**Image-grounded pointing data**
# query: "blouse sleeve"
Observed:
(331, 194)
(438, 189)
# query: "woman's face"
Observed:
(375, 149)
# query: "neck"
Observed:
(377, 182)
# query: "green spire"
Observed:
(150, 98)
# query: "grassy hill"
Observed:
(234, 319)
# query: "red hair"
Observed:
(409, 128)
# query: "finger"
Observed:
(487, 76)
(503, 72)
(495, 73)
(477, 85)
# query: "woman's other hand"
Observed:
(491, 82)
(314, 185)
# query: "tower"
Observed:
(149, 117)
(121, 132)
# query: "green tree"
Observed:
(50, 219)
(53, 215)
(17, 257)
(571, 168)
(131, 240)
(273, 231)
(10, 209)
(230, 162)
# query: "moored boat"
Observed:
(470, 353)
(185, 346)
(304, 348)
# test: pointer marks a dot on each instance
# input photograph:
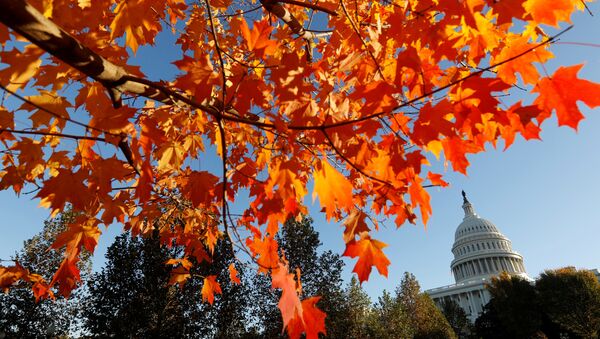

**WHAT YOU SHOULD DO**
Could you restate every record above word for word, dropping the pictures?

**REPLY TO THE EXERCISE**
# query: "blouse sleeve"
Observed:
(331, 194)
(438, 189)
# query: "woman's face"
Observed:
(375, 149)
# query: "neck"
Observed:
(377, 182)
# query: "green spire"
Observed:
(150, 98)
# query: "grassy hill"
Observed:
(234, 319)
# query: "red hair"
Observed:
(409, 128)
# query: "finger"
Observed:
(487, 76)
(503, 72)
(495, 73)
(477, 85)
# query: "woman's other hand"
Observed:
(491, 82)
(314, 185)
# query: "tower"
Observed:
(149, 117)
(121, 132)
# query: "green tree"
Observed:
(50, 219)
(53, 215)
(17, 257)
(571, 168)
(131, 240)
(273, 231)
(10, 209)
(230, 162)
# query: "moored boat"
Observed:
(470, 353)
(185, 346)
(304, 348)
# test: pointer marks a dot on each instance
# input photograph:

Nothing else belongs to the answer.